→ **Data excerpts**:
- Opening Delimiter -
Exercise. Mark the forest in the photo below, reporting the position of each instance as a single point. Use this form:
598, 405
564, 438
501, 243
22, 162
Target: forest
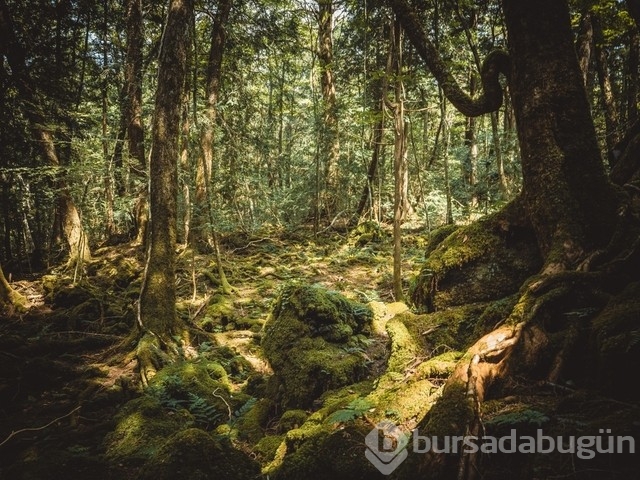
319, 239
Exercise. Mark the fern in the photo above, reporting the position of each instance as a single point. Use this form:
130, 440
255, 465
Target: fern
244, 409
204, 413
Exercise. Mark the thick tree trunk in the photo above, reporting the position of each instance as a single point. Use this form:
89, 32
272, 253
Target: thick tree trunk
133, 110
10, 298
569, 201
330, 139
157, 317
611, 116
400, 170
70, 217
201, 227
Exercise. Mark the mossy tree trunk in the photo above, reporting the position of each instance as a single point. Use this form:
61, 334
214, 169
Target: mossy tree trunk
133, 109
157, 318
567, 199
400, 168
9, 297
330, 140
69, 215
203, 232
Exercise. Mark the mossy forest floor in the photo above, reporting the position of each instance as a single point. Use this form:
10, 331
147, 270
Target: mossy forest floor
285, 376
67, 366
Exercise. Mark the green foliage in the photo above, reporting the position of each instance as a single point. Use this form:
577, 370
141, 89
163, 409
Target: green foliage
242, 411
356, 409
521, 417
173, 395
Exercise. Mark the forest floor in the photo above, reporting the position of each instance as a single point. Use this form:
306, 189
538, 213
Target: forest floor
68, 365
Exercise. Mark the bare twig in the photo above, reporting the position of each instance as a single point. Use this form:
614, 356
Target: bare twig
13, 434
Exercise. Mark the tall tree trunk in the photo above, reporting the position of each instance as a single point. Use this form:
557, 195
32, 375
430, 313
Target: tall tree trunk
202, 222
631, 77
471, 157
133, 109
583, 45
108, 173
569, 201
75, 236
157, 317
611, 117
330, 140
10, 298
400, 170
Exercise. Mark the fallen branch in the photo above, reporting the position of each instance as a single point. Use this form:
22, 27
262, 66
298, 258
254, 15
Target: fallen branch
35, 429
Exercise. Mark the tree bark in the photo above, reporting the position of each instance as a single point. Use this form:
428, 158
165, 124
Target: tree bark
201, 227
133, 110
490, 97
400, 170
568, 198
569, 201
611, 117
75, 236
157, 317
10, 298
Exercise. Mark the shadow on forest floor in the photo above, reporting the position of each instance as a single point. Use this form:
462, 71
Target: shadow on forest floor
67, 366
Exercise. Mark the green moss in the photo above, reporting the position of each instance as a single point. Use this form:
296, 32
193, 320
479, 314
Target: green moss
142, 427
454, 328
252, 425
438, 236
366, 232
194, 454
617, 339
219, 313
451, 413
292, 419
440, 366
268, 446
486, 260
311, 341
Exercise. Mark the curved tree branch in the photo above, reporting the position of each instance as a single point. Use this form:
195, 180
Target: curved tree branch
490, 98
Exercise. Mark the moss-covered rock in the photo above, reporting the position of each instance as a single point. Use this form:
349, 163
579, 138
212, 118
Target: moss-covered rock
312, 342
194, 454
219, 314
367, 232
486, 260
616, 333
252, 424
142, 427
292, 419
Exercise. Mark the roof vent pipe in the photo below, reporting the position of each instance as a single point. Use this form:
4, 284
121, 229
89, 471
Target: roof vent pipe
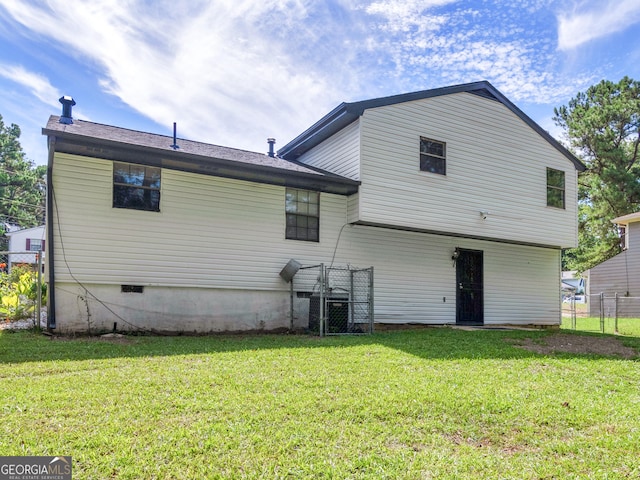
67, 102
175, 145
- Closing Delimiter -
→ **WORK INSTRUCTION**: Pull every line with "below" from the records.

→ **EXERCISE OUTPUT**:
Exercise. Mark the forest in the photo below, reporting the position of each instance as a single point. Use this form:
Exercise. Mark the roof vent pipe in the photo below, reporting the position of each instance as a single point. Use this form:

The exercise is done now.